- **Task statement**: Every line from the line containing "find the wasp head" through the final line of the data is to be printed exactly; no other line is to appear.

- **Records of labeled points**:

* * * * *

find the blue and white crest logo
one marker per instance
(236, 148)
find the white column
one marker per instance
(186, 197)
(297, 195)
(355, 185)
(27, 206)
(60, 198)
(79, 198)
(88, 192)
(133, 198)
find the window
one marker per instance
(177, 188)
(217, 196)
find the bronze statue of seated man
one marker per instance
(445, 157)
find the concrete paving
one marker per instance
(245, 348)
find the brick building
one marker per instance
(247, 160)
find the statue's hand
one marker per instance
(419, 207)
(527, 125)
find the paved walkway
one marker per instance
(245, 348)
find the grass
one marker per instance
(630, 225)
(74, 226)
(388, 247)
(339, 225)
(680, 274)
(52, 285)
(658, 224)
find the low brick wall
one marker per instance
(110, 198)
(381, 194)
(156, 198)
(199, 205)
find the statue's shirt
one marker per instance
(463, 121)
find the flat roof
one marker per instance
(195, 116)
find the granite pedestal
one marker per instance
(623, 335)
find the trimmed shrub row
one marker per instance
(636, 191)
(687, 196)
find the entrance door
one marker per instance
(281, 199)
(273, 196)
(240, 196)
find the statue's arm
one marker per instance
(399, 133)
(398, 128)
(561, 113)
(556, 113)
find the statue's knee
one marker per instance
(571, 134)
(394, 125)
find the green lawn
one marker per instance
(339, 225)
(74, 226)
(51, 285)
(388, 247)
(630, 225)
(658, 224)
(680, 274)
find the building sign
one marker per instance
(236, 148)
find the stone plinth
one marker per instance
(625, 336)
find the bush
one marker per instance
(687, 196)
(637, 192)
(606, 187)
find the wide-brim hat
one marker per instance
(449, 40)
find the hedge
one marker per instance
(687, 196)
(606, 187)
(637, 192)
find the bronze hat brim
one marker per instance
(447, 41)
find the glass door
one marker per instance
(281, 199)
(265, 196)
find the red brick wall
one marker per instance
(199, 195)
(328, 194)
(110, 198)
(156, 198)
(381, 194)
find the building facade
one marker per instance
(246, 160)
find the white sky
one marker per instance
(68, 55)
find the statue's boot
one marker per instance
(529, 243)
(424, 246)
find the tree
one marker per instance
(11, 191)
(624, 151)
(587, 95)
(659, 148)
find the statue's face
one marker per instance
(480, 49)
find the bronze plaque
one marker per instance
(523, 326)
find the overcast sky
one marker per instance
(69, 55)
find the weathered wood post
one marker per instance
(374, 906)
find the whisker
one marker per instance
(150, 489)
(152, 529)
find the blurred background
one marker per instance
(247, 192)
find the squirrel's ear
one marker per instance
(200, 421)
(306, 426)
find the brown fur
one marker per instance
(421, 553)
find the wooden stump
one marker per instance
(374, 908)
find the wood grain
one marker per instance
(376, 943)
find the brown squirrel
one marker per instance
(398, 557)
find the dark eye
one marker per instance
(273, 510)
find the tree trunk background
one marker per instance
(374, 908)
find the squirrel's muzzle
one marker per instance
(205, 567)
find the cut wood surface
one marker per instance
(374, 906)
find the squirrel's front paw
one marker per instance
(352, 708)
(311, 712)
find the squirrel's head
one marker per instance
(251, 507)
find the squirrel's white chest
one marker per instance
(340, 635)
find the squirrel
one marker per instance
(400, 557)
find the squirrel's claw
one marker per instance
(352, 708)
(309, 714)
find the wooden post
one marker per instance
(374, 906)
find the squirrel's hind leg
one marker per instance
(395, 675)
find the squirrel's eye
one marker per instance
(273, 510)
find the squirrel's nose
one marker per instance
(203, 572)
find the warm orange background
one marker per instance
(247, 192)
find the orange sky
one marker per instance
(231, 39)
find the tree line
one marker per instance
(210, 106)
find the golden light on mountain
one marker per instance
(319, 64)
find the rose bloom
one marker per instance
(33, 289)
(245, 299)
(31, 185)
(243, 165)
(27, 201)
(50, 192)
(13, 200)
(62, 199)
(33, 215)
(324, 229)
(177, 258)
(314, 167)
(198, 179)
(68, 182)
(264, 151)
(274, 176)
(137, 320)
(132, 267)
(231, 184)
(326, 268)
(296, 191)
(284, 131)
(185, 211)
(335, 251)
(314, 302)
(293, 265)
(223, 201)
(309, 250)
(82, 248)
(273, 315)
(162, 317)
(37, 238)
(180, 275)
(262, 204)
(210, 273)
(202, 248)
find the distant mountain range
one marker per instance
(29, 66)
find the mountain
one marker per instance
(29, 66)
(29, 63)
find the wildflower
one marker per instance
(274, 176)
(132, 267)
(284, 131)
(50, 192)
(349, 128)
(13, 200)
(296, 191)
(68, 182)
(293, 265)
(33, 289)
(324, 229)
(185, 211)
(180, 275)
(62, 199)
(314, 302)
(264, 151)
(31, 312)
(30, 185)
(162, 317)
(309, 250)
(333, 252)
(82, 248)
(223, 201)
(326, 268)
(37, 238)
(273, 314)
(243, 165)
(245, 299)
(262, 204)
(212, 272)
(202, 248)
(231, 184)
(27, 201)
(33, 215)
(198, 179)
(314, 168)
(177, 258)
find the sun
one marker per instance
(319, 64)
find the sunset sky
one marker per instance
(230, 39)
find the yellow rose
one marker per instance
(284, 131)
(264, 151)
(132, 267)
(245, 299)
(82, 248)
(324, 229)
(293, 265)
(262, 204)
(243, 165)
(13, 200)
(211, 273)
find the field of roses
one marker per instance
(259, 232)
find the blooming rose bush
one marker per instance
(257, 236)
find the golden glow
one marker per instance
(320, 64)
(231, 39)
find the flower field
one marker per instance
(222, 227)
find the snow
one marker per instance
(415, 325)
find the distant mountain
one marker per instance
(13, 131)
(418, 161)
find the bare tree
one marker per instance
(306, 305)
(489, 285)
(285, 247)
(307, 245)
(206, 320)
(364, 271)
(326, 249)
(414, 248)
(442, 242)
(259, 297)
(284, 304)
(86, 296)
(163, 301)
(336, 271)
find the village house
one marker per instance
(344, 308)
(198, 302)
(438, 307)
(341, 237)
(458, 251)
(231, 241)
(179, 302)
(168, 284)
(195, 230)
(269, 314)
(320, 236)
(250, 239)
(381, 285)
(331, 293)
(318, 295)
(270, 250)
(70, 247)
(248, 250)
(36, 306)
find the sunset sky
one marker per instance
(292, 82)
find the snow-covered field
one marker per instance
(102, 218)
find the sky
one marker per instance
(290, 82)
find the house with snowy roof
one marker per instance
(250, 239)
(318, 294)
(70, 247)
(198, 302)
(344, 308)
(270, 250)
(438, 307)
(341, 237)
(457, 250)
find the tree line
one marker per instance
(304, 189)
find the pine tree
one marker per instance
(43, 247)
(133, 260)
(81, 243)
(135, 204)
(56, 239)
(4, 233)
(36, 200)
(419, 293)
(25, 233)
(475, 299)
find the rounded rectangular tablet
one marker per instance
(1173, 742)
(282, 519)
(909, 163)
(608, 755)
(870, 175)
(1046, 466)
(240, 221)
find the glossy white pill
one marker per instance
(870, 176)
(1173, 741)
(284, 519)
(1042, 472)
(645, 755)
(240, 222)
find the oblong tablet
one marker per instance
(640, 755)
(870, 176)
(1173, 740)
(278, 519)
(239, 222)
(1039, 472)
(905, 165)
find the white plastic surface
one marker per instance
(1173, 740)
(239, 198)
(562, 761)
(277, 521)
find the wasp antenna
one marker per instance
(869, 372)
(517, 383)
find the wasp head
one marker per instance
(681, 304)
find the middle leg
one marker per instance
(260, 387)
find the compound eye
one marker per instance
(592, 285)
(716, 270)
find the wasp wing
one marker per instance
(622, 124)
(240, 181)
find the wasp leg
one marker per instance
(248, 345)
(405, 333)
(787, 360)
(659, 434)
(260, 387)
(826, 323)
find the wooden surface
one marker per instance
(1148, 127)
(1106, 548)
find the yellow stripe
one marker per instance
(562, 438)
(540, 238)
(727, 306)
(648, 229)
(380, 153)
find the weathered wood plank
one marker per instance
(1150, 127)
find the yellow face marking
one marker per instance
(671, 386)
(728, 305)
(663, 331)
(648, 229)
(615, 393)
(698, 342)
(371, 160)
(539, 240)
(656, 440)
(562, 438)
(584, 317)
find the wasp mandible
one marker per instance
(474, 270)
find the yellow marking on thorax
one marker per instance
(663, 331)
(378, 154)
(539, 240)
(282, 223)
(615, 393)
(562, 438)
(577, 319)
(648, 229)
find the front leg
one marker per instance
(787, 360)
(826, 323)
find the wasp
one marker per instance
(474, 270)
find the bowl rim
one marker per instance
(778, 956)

* * * * *

- **Full solution**:
find the wasp head
one marker per instance
(681, 304)
find the middle leg
one marker per instance
(260, 387)
find the compound eye
one marker per instance
(592, 285)
(716, 270)
find the wasp wing
one marker per instance
(622, 124)
(240, 181)
find the wasp leg
one marker per instance
(248, 345)
(405, 333)
(787, 360)
(659, 434)
(260, 387)
(826, 323)
find the wooden surface
one marker per instance
(1148, 127)
(1106, 548)
find the yellow stripe
one marker per instance
(562, 438)
(540, 238)
(727, 306)
(648, 229)
(380, 153)
find the weathered wood plank
one marker per instance
(1150, 127)
find the yellow face marking
one marker per instance
(671, 386)
(728, 305)
(663, 331)
(648, 229)
(615, 393)
(698, 342)
(371, 160)
(539, 240)
(656, 440)
(562, 438)
(584, 317)
find the wasp mandible
one marker per instance
(474, 270)
find the yellow marking on thorax
one marker per instance
(663, 331)
(378, 154)
(539, 240)
(282, 223)
(615, 393)
(562, 438)
(577, 319)
(648, 229)
find the front leg
one marker per instance
(787, 360)
(826, 323)
find the wasp
one marker per instance
(474, 270)
find the bowl rim
one marker per instance
(778, 956)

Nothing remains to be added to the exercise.